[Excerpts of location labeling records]
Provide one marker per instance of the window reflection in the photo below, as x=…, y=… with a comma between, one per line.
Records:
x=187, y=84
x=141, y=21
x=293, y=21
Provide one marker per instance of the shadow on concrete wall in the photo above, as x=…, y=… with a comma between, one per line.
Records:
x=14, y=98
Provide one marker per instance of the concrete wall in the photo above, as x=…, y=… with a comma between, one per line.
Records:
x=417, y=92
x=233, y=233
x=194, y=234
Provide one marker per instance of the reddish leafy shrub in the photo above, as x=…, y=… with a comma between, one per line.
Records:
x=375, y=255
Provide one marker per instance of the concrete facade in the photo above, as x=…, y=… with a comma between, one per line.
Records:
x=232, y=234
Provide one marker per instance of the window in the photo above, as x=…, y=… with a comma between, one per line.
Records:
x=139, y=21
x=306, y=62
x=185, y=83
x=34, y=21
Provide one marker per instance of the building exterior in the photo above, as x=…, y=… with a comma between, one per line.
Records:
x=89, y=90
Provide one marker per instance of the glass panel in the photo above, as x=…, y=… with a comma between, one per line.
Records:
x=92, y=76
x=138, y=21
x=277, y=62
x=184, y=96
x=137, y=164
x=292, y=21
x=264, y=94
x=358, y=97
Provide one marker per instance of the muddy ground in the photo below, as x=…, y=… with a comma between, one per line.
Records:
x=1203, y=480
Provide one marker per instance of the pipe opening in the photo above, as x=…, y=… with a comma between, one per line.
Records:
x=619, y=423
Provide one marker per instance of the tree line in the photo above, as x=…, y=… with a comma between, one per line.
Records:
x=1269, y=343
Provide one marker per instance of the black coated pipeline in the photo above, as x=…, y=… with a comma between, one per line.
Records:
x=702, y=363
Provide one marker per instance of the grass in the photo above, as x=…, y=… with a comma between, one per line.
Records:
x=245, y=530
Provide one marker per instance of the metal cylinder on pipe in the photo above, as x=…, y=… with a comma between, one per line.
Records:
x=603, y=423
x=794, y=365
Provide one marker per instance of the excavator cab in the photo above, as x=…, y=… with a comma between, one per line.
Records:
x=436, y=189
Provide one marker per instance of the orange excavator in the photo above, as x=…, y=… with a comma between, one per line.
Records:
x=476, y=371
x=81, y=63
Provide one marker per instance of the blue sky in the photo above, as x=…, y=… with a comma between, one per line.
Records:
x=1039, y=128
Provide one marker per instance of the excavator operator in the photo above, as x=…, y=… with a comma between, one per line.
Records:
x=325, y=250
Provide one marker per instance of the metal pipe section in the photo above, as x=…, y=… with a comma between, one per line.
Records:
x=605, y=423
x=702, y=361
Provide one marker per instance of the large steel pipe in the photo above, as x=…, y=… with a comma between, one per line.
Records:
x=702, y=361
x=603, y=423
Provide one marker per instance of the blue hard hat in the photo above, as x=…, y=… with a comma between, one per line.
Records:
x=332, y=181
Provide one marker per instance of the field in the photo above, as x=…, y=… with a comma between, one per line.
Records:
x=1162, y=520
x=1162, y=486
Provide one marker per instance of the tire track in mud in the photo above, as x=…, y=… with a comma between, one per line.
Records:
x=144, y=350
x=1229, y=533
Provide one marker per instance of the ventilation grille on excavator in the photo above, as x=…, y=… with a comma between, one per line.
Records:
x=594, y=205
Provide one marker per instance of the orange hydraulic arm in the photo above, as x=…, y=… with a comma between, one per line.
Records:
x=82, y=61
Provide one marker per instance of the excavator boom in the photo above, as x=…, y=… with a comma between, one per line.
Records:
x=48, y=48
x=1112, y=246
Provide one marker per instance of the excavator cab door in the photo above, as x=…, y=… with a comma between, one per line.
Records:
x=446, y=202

◆ Exercise ◆
Can you convert the records above, from the line with "Provide one marker per instance of the concrete wall" to the line with "x=245, y=530", into a numbered list with the blank lines left out?

◆ Answer ◆
1. Provide one marker per instance of the concrete wall in the photo above, as x=…, y=… with a comma between, one per line.
2. Records:
3. x=417, y=92
4. x=233, y=233
5. x=194, y=234
6. Provide one marker per instance of the reddish leafy shrub in the photo above, as x=…, y=… with a comma between, one per line.
7. Records:
8. x=375, y=255
9. Provide one marker per instance of the concrete facade in the photo above, as x=…, y=… with a comma between, one per line.
10. Records:
11. x=232, y=234
12. Provide one marker per instance of the window in the photo above, as x=…, y=… with a comma between, one per line.
13. Records:
14. x=139, y=21
15. x=306, y=62
16. x=185, y=83
17. x=34, y=21
18. Provide one marker per instance of the building exterior in the photo above, as x=…, y=… with a comma between, one per line.
19. Records:
20. x=89, y=90
21. Provide one marker per instance of the glass panel in the photo above, as x=…, y=… with a comma between, one per line.
22. Records:
23. x=92, y=76
24. x=138, y=21
25. x=277, y=62
26. x=184, y=96
27. x=137, y=164
28. x=292, y=21
29. x=264, y=94
30. x=358, y=97
31. Provide one marker per instance of the muddy ground in the photo below, as x=…, y=… with a comma between, one per line.
32. Records:
33. x=1203, y=480
34. Provide one marker per instance of the pipe opening in the photo above, as x=…, y=… with a comma between, one per line.
35. Records:
36. x=619, y=423
37. Provide one marker per instance of the tree line in the photo above, as x=…, y=… with a comma between, one per line.
38. Records:
39. x=1269, y=343
40. Provide one marker per instance of the black coated pipeline in the photo above, as x=…, y=… with a comma between, one per line.
41. Records:
42. x=702, y=363
43. Provide one marker per instance of the grass in the photo above, as x=…, y=… with a comma between, one per line.
44. Records:
45. x=245, y=530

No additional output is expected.